**Exercise instructions**
Copy out every record below, word for word.

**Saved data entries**
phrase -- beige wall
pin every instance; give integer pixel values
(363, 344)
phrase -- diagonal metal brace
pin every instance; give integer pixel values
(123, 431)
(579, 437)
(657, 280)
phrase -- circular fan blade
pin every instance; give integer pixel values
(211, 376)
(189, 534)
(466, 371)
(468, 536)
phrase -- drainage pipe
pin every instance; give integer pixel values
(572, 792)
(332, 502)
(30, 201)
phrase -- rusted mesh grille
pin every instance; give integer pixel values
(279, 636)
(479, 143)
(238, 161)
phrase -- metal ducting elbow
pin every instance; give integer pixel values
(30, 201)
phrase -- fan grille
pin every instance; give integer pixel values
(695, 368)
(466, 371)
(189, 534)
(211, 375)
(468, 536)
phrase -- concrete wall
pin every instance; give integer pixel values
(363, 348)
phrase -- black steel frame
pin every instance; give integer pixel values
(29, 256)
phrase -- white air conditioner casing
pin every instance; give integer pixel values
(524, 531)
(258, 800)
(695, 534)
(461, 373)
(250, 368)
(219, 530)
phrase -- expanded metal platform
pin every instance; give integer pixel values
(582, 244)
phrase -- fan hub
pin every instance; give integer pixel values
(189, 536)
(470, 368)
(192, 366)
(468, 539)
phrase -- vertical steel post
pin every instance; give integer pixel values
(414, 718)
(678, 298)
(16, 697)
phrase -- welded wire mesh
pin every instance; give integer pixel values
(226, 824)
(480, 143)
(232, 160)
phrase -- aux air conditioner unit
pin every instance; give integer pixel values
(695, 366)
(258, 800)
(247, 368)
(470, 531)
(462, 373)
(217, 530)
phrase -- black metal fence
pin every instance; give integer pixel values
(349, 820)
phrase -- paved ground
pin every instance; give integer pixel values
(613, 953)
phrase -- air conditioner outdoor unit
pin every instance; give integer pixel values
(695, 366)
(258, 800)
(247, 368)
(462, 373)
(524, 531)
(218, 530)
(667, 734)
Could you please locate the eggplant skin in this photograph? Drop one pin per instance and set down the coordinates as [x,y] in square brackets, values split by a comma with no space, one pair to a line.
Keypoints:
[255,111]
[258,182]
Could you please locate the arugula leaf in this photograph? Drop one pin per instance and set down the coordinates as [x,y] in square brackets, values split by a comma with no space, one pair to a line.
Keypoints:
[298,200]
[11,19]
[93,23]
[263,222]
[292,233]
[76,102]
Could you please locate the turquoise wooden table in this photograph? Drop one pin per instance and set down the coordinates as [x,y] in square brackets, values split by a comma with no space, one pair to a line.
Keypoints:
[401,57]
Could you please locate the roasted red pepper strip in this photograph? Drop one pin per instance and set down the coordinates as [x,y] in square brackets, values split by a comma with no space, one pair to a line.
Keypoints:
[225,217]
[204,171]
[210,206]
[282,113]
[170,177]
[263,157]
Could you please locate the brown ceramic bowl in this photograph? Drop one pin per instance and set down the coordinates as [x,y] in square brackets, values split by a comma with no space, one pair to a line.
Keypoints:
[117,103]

**Answer section**
phrase -- beige wall
pin every instance; give integer pixel values
(363, 344)
phrase -- diagonal metal brace
pin every instance; give integer pixel values
(123, 431)
(579, 437)
(657, 280)
phrase -- circular fan blade
pin every instance; give integer pixel values
(211, 376)
(189, 534)
(466, 371)
(468, 536)
phrase -- drainage pipe
pin every instance; give integer pixel values
(572, 792)
(332, 502)
(30, 201)
phrase -- rusted mesh grille
pin every instance; give integer pixel values
(279, 636)
(479, 143)
(238, 161)
phrase -- metal ducting elbow
pin every instance; give integer pixel values
(30, 201)
phrase -- fan grille
pin every instance; give integer pixel values
(695, 368)
(466, 371)
(189, 534)
(211, 375)
(468, 536)
phrase -- concrete wall
pin every instance; give integer pixel values
(363, 348)
phrase -- black steel frame
pin every instance; give integer pixel values
(29, 256)
phrase -- white air conditioner casing
pin every instance; give integer pixel values
(524, 531)
(258, 800)
(695, 534)
(461, 373)
(250, 368)
(219, 530)
phrase -- expanded metal platform
pin every instance; give integer pixel values
(582, 244)
phrase -- fan hub
pin every instance; give integer pixel values
(189, 536)
(470, 368)
(192, 366)
(468, 539)
phrase -- vertical steel post
pin every instance; give integer pixel values
(414, 718)
(678, 298)
(16, 697)
phrase -- welded wire mesh
pin every instance; give integer pixel values
(226, 824)
(480, 143)
(232, 160)
phrase -- aux air conditioner unit
pin every instance; give integer pixel values
(695, 366)
(258, 800)
(247, 368)
(470, 531)
(462, 373)
(217, 530)
phrase -- black metal fence
pin every instance; give integer pixel values
(349, 820)
phrase -- paved ground
pin every instance; give integer pixel values
(613, 953)
phrase -- air conditioner outdoor unit
pin every instance; give integer pixel values
(695, 366)
(258, 800)
(247, 368)
(462, 373)
(524, 531)
(218, 530)
(667, 734)
Could you please locate the eggplant skin in this photograph? Drop one pin per instance and set down the coordinates as [x,y] in square brackets, values split by a comma with no space, one pair to a line.
Keypoints:
[255,111]
[258,182]
Could you please locate the arugula leaf in this photograph? Drop one pin per instance and set down the coordinates as [x,y] in square brackets, values split by a comma with no space, one pair to a line.
Keypoints:
[298,200]
[11,19]
[93,23]
[263,222]
[292,233]
[76,102]
Could you please locate the turquoise wooden table in this photograph? Drop one pin per instance and set down the coordinates as [x,y] in square brackets, values split by a comma with no space, one pair to a line.
Keypoints:
[401,57]
Could you please locate the roasted red pepper strip in this photograph? Drop one pin per instance and set down the coordinates as [x,y] in square brackets, values split by a comma with no space, one pair to a line.
Keypoints:
[225,217]
[204,171]
[210,206]
[282,113]
[170,177]
[263,157]
Could you please locate the brown ceramic bowl in this photograph? Drop one pin per instance and set down the coordinates as [x,y] in square brackets, values split by a comma with no space, one pair to a line.
Keypoints:
[117,103]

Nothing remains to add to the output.